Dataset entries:
■ ■ ■ ■

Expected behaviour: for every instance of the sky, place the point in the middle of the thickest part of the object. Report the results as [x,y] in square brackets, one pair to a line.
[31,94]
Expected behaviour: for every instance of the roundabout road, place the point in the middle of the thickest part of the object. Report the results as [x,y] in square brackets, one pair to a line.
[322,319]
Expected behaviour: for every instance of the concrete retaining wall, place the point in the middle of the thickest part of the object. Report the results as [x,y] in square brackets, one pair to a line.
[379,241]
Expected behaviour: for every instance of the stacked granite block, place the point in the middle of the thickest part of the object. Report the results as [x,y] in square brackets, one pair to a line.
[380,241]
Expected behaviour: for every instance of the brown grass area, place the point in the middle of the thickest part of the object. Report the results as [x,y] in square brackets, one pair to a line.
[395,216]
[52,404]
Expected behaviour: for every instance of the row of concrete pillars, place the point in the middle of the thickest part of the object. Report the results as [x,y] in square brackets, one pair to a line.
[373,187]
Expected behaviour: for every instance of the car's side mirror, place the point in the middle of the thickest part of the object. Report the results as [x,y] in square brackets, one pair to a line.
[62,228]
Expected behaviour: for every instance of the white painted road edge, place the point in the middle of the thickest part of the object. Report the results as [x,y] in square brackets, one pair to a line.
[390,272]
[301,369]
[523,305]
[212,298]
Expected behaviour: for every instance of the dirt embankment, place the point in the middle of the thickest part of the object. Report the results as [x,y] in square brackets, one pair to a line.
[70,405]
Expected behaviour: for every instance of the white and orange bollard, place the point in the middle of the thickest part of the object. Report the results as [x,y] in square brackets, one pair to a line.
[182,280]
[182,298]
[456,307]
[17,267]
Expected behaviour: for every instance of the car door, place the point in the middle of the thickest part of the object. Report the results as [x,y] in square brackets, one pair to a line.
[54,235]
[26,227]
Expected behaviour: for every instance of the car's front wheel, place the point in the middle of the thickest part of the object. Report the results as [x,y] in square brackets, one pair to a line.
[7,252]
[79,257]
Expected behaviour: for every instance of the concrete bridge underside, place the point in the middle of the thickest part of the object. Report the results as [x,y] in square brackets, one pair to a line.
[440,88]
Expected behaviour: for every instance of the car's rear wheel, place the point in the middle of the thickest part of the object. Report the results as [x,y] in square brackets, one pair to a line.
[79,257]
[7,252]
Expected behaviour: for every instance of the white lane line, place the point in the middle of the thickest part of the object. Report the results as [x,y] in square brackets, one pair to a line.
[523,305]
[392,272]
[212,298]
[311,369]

■ ■ ■ ■

Goal of the exercise: Retype the records in their entirety, matching each one exactly.

Answer:
Expected behaviour: for every instance of the sky, place the point in the middle of the thickest part of the object. Report the results as [x,y] in square brackets, one pair to a line.
[31,94]
Expected behaviour: for every instance of the roundabout road, place the point in the middle of the thickest part of the object. Report the results as [x,y] in square brackets, one pair to a line.
[322,319]
Expected behaviour: for every instance of the concrete retaining wall, place the point in the middle of the thickest part of the object. Report the results as [x,y] in square brackets, one pair to a line.
[379,241]
Expected behaviour: for every instance of the stacked granite block, place the point in the middle of the thickest part of the object. Report the results as [x,y] in square brackets, one pair to a line.
[380,241]
Expected behaviour: for every instance of the brown grass area, place the point in the middle of the thickest part of the object. Report the results as [x,y] in square brackets, one pair to a line.
[395,216]
[52,404]
Expected behaviour: for every instance of the row of concrete pillars, place the point in the middle of the thickest part of the object. Report the results as [x,y] in square brackets, one pair to a line.
[373,187]
Expected behaviour: for every instance of the car's side mirror, place the point in the middle of the thickest part of the object. Report the results as [x,y] in square brackets, one pair to a line.
[62,228]
Expected behaviour: for every instance of the white painted road edge, place the point in the middle of the thickest part of the object. Report the results as [x,y] in square brackets, one pair to a line.
[390,272]
[301,369]
[523,305]
[212,298]
Expected behaviour: for every instance of the dirt embankment, place the point in the middle of the thickest part of the object. Report the results as [x,y] in square brackets, one pair to a line.
[70,405]
Expected behaviour: for every instance of the white and orange bollard, place the point in the middle of the thickest part of the object. Report the results as [x,y] in square brackets, one pair to a line.
[182,280]
[182,298]
[456,307]
[17,267]
Expected behaviour: for every instance of the car door, place the point in the middle of the thickest part of the object. Report the results as [x,y] in square brackets, one pair to a line.
[54,235]
[26,227]
Expected behaviour: for every instance of the car's front wheel, place the point in the middle of the thickest part of the object. Report the results as [x,y] in square brackets, one pair to a line.
[7,252]
[79,257]
Expected behaviour: for every instance of the concrete bridge underside, place the point in the middle of the thickest part of the object. Report the results as [x,y] in square brackets, one pair to a line.
[440,88]
Expected behaviour: for every instance of the car's rear wheel, place the point in the middle of the thickest part of the object. Report the results as [x,y] in square brackets, one pair to a line.
[79,257]
[7,252]
Expected behaviour: for every instance of the white lane line, place the point in the middle of the thickest part of the object. Report the results as [x,y] in square brackets, one pair to a line.
[523,305]
[392,272]
[212,298]
[311,369]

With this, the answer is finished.